▶ WHAT IS EXPECTED: Every single entry that follows is to be retyped exactly.

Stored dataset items
* * * * *
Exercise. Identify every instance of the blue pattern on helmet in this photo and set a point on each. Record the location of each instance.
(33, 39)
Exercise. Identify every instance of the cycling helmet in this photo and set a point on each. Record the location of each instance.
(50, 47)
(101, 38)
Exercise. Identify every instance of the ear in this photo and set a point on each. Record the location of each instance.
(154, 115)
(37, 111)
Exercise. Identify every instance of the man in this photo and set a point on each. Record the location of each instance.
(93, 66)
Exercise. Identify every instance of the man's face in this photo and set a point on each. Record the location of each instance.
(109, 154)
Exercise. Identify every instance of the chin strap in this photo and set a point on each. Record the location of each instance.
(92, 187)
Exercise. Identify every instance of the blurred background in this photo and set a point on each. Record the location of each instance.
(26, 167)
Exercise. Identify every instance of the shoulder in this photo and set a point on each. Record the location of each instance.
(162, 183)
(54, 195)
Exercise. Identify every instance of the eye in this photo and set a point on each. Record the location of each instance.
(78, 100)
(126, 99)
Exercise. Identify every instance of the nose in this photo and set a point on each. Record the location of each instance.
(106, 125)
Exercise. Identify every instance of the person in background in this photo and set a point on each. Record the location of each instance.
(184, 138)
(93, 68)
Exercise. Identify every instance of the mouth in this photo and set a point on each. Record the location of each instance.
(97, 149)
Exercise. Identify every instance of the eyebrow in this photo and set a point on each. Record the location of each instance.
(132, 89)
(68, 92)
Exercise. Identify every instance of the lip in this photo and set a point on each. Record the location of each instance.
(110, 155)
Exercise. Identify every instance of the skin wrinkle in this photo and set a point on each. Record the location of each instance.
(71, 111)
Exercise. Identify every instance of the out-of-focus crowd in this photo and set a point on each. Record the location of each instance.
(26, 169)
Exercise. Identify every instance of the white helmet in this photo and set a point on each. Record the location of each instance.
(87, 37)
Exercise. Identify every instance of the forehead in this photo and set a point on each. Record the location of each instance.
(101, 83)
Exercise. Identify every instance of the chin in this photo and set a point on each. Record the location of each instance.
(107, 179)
* * * * *
▶ PROBLEM SOLUTION:
Exercise. Identify every instance of the blue pattern on helmet in this photo and set a point on each. Record the location of each instance.
(33, 39)
Exercise. Identify every instance of the cycling helmet in this photo and set a point on each. Record the location of each instance.
(50, 47)
(101, 38)
Exercise. Identify every instance of the ear in this photo and set a point on each. Record the location of each instance.
(154, 115)
(37, 111)
Exercise. Identify every instance of the man in this photo and set a point on each. Record the location of each instance.
(93, 66)
Exercise. Identify every instance of the man's face in this photo and set a point on each. Record the location of each instance.
(109, 154)
Exercise. Identify every instance of the chin strap in this photo and set a point on each. Record the location of each instance.
(92, 187)
Exercise. Identify every instance of the blurred background in this photo and set a point on each. Record the location of each instance.
(26, 167)
Exercise. Identify every instance of the shoulder in this photo and set a point on each. Record the location of each instance.
(162, 183)
(54, 195)
Exercise. Identify every instance of the eye in this photo and set a point on each. Record the location of each instance.
(78, 100)
(126, 99)
Exercise. Identify every instance of the nose in this photo and set a point on each. Record the location of each instance.
(106, 125)
Exercise. Identify every instance of the person in background in this photo and set a point on each. Record the location of each instance.
(184, 138)
(93, 68)
Exercise. Identify every instance of the mouth in this photo and set a point on each. Record the location of each instance.
(97, 149)
Exercise. Identify every instance of the eyebrow in this photo and set a point on each. Record the location of each instance.
(132, 89)
(68, 92)
Exercise. Identify every instance of the lip in this photo and set a point on each. Record the location of each instance.
(110, 155)
Exercise. Identify every instance of the skin wrinkle in this photo and set a point on each. Record the location of each instance.
(71, 111)
Exercise. Identify every instance of the out-of-focus crowd in this photo and set a point on each. Record the location of each instance.
(26, 169)
Exercise. Identify every instance of the white helmet in this photo and set a point on each. Record the location of each instance.
(87, 37)
Exercise. Identify every instance of the forehead in this photo and set a point on each. Record the location of each instance.
(101, 83)
Exercise. Identify every instance of the chin in this photo and set a point on each. Record the location of each instance.
(107, 179)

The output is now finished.